Stated goal — Find every line in the material below that contains the string "more", and copy each of those lines out. Case counts.

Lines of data
━━━━━━━━━━━━━━━━

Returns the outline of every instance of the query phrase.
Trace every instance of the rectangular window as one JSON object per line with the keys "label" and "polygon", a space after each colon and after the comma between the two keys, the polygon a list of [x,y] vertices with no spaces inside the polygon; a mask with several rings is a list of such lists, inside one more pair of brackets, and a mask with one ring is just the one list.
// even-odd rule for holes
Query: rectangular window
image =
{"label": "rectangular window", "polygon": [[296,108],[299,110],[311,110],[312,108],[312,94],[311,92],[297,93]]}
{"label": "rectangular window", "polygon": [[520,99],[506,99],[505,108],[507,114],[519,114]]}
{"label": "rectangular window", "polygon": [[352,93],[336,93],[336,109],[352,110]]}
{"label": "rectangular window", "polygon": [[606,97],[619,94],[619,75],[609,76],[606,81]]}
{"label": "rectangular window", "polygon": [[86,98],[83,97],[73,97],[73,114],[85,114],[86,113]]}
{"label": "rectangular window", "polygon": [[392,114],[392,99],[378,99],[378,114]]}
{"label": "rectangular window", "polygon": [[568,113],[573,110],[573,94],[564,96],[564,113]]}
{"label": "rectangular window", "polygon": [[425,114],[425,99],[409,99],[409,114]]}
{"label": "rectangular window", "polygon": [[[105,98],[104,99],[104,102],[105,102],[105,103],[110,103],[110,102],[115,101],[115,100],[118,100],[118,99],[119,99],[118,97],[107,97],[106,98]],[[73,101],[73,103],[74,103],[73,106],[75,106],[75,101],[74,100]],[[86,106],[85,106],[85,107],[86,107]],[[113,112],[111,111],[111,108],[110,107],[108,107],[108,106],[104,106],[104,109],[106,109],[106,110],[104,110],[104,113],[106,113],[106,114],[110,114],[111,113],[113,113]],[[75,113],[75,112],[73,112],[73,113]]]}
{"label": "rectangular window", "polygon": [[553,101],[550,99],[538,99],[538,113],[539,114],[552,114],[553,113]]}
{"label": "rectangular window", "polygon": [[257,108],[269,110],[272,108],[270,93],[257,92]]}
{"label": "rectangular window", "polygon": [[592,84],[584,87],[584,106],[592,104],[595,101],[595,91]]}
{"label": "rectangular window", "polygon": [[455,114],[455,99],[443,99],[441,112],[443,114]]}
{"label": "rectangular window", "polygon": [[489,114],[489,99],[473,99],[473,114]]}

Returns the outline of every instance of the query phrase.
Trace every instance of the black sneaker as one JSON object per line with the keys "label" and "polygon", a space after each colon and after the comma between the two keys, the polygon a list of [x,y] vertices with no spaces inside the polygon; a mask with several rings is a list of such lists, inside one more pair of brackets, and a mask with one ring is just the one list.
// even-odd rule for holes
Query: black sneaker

━━━━━━━━━━━━━━━━

Response for this exercise —
Trace every instance of the rectangular window as one JSON object per line with the keys "label" and "polygon", a space after each colon and after the comma between the two keys, the polygon a list of [x,y] vertices with no spaces inside the polygon; a mask with several rings is a list of such lists, inside one more pair of brackets, and a mask with one ring is just the one list.
Trace every instance of the black sneaker as one JSON object per line with the keys "label" and "polygon", a space after each colon and after the comma between the two keys, the polygon a list of [x,y] vertices with no spaces inside the polygon; a mask with several rings is a list of such lists, inside one more pair of brackets, and a mask with one ring is just the one list.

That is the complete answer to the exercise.